If approved by Congress, trade deals between the United States and Panama, Colombia and South Korea are expected to benefit U.S. businesses in agriculture, medical devices and pharmaceuticals. U.S. companies that produce textiles, apparel, shoes and electronic equipment are expected to be exposed to greater foreign competition. A review of the three trade agreements:
Eliminates tariffs for nearly two-thirds of U.S. agricultural products entering South Korea. Eliminates tariffs on 95 percent of U.S. consumer and industrial products within five years. U.S. exports increase: $9.7 billion to $10.9 billion. South Korea exports increase: $6.4 billion to $6.9 billion.
Eliminates tariffs on 87 percent of U.S. consumer and industrial products (excluding petroleum) within five years. Provides new access for U.S. companies to Colombia's $134 billion services market. U.S. exports increase: $1.1 billion. Colombia exports increase: $487 million.

*What is needed*: Continue the summary of the U.S. trade agreements with Panama, Colombia and South Korea above, starting after its final sentence.

(Region pointing data)

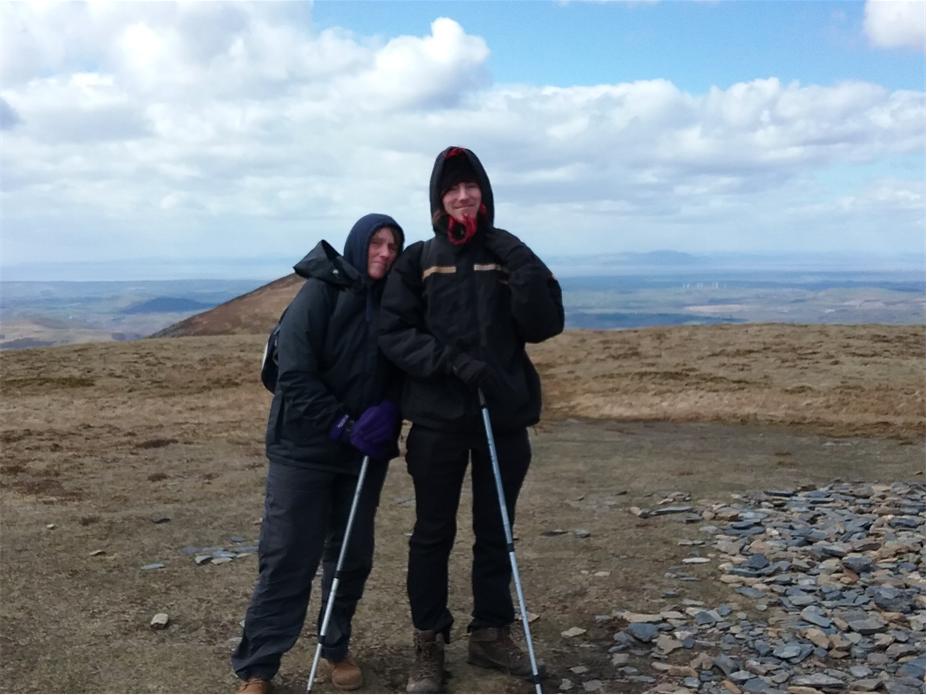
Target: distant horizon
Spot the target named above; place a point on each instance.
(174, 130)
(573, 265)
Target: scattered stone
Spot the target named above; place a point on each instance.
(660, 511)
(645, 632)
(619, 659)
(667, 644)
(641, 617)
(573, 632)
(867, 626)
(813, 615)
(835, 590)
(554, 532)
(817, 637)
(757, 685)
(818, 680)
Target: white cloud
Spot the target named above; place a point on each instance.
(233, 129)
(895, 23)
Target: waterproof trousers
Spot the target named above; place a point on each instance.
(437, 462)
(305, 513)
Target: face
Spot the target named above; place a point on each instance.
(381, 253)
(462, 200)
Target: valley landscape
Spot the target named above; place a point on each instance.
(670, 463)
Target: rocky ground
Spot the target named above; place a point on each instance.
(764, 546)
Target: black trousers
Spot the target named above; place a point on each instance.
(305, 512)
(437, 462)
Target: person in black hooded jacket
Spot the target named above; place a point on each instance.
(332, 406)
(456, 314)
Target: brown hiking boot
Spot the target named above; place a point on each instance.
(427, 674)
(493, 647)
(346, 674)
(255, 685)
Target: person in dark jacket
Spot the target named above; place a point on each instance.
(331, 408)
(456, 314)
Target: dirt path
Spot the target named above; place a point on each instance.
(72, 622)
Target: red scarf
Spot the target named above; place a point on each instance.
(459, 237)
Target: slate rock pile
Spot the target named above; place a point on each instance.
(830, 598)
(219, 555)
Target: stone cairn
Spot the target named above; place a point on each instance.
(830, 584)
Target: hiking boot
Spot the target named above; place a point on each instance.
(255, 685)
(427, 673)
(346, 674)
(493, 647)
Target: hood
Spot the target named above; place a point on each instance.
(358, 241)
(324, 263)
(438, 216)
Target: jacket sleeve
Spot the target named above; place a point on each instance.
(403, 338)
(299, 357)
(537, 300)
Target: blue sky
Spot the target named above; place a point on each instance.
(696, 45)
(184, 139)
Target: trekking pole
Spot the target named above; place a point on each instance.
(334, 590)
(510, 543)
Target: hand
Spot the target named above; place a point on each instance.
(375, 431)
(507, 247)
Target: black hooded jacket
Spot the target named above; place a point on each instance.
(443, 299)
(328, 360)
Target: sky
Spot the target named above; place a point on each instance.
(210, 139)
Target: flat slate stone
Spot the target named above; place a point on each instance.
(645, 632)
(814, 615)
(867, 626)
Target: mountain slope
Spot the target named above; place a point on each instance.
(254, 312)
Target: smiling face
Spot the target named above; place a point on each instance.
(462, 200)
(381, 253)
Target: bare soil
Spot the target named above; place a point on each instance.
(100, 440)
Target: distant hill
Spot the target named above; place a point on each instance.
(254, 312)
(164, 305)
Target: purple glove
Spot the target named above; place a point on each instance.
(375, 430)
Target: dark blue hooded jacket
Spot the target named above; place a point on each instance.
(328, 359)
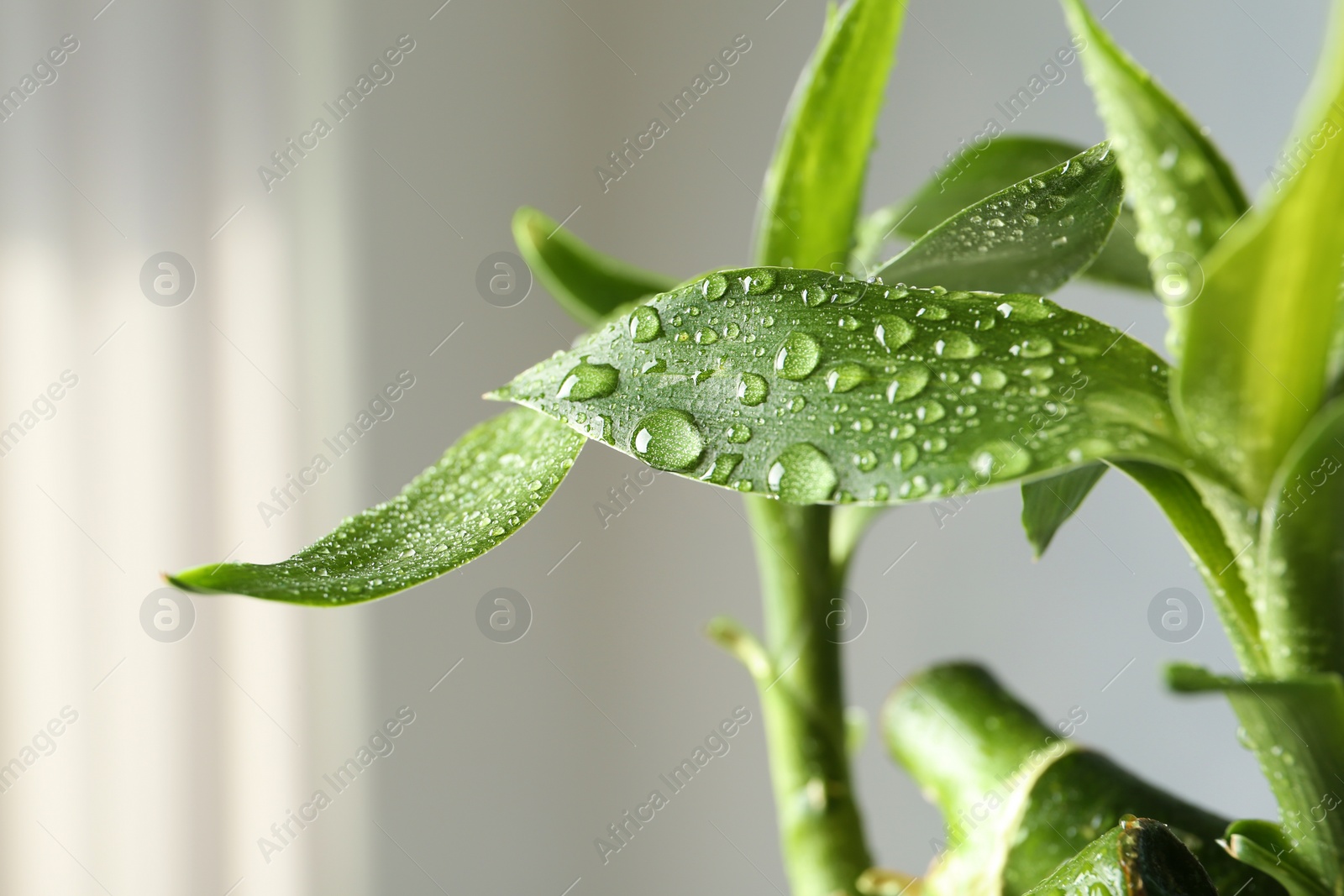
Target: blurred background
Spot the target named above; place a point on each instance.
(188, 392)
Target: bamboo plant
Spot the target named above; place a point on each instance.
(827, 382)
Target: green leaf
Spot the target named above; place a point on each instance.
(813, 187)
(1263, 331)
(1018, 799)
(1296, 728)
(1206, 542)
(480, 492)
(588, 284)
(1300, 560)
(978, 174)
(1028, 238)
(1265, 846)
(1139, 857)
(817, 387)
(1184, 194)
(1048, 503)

*Response*:
Eliminates tariffs on most computers, IT equipment and agricultural and construction products. Makes it easier for U.S. businesses to participate in the ongoing $5.25 billion Panama Canal expansion and an additional $5 billion in infrastructure projects that Panama will undertake by 2014. Specific export figures not available for Panama, but U.S. exports to Panama are expected to increase as much as 145 percent. Most of Panama's exports to the United States already enter duty free.